[TO DO] Format the data below as a JSON list of strings, with one string for each line and no blank lines.

[RECORDS SUPPLIED]
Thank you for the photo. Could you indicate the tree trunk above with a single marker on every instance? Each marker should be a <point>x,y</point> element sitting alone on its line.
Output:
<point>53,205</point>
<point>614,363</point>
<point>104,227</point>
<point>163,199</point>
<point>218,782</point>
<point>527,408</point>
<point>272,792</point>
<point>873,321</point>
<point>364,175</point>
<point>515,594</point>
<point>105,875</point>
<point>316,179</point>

[FINAL RESULT]
[
  "Thank you for the photo. Could you indicate the tree trunk above with a single marker on every instance? Each marker should be a <point>x,y</point> element sitting alone on its line.",
  "Output:",
  "<point>53,205</point>",
  "<point>614,363</point>",
  "<point>104,227</point>",
  "<point>163,199</point>",
  "<point>218,782</point>",
  "<point>527,408</point>",
  "<point>272,792</point>",
  "<point>873,321</point>",
  "<point>364,175</point>",
  "<point>515,594</point>",
  "<point>105,875</point>",
  "<point>316,179</point>"
]